Exercise task: How many lines in the data below contain the string "dark", with uppercase and lowercase treated as different? Give only the number.

Exercise input:
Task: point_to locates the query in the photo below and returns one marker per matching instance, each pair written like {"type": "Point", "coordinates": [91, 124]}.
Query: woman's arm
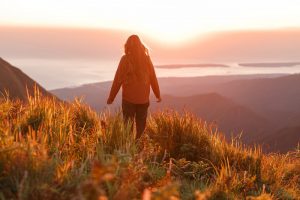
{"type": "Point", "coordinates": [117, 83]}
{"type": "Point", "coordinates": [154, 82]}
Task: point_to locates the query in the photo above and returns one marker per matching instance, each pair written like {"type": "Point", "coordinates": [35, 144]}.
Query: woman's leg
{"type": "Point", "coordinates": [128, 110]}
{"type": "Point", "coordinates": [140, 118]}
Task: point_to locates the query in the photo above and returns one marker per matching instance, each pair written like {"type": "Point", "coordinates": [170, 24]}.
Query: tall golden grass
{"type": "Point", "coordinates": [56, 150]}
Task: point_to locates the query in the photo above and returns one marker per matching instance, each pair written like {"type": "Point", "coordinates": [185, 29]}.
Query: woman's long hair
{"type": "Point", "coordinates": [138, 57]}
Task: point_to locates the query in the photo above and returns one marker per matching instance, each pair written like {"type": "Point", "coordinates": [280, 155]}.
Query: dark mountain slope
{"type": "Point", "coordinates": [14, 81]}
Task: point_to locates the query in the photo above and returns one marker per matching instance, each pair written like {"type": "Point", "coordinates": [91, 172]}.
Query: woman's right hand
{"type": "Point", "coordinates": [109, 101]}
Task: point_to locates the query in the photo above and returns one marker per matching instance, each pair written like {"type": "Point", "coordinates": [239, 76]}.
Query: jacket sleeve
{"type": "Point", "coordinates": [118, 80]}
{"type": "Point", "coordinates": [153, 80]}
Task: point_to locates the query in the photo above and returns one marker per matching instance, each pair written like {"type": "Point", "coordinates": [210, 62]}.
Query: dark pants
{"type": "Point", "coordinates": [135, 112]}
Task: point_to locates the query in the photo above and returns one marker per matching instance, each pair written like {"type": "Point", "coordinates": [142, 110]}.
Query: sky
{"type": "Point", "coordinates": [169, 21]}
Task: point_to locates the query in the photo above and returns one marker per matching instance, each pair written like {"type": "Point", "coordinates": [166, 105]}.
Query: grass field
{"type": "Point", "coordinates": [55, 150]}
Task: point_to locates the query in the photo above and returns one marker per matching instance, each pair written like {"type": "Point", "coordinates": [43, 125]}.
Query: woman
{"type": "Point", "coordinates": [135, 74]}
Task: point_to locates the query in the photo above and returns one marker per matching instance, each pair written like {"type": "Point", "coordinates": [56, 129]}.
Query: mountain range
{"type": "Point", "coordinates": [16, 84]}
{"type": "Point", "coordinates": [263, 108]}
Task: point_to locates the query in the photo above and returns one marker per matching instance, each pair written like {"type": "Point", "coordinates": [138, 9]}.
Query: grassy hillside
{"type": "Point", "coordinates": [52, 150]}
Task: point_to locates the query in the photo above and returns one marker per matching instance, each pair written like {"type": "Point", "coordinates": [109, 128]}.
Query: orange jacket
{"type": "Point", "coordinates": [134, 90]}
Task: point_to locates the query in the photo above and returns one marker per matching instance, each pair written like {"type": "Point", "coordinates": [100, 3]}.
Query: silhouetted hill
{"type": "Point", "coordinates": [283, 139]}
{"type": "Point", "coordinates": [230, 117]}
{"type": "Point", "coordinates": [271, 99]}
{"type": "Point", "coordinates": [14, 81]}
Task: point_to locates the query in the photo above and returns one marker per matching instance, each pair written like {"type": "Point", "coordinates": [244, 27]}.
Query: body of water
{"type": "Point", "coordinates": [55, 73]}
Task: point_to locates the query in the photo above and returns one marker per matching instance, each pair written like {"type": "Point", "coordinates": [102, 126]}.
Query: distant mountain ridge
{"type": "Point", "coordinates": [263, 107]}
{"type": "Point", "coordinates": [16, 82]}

==

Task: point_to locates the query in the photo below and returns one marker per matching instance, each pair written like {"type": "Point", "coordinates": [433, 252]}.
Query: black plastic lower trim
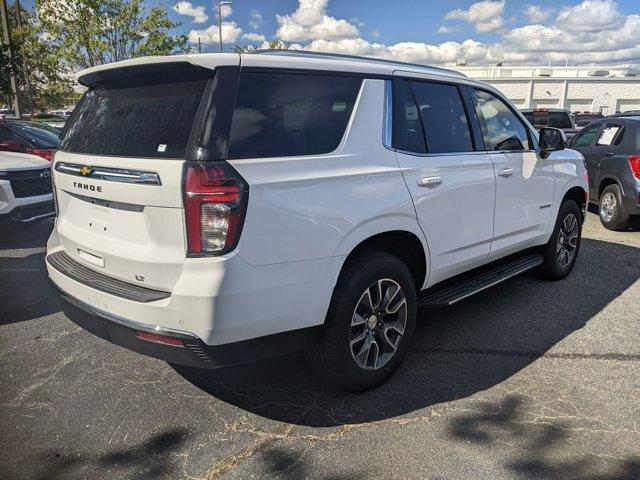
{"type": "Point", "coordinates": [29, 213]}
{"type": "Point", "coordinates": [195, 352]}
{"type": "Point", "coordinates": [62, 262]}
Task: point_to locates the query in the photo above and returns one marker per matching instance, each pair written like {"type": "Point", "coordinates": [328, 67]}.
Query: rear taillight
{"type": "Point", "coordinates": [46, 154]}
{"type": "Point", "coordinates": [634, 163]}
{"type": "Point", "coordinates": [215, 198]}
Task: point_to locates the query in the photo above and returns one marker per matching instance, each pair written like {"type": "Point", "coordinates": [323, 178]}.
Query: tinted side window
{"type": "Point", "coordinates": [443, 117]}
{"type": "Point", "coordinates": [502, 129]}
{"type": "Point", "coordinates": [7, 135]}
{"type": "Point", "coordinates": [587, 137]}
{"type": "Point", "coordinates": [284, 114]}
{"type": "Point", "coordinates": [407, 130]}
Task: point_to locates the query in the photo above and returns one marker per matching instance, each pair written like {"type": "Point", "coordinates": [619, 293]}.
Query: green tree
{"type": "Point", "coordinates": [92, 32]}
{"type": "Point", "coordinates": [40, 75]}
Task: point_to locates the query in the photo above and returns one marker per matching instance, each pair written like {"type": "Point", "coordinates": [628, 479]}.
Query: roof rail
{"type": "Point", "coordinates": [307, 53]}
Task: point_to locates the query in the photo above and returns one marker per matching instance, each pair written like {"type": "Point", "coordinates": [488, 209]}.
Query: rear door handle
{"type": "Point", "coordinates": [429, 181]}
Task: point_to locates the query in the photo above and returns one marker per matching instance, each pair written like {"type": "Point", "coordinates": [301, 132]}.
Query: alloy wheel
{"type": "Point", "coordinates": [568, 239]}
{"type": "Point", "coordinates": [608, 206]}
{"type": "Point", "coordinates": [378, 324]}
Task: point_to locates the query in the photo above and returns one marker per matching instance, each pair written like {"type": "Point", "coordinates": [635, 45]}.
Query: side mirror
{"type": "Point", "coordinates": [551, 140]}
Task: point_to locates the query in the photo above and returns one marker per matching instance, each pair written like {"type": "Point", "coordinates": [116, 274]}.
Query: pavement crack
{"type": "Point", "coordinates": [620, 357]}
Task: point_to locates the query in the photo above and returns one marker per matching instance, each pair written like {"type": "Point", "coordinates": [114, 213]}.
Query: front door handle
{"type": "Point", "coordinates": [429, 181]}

Correct response: 2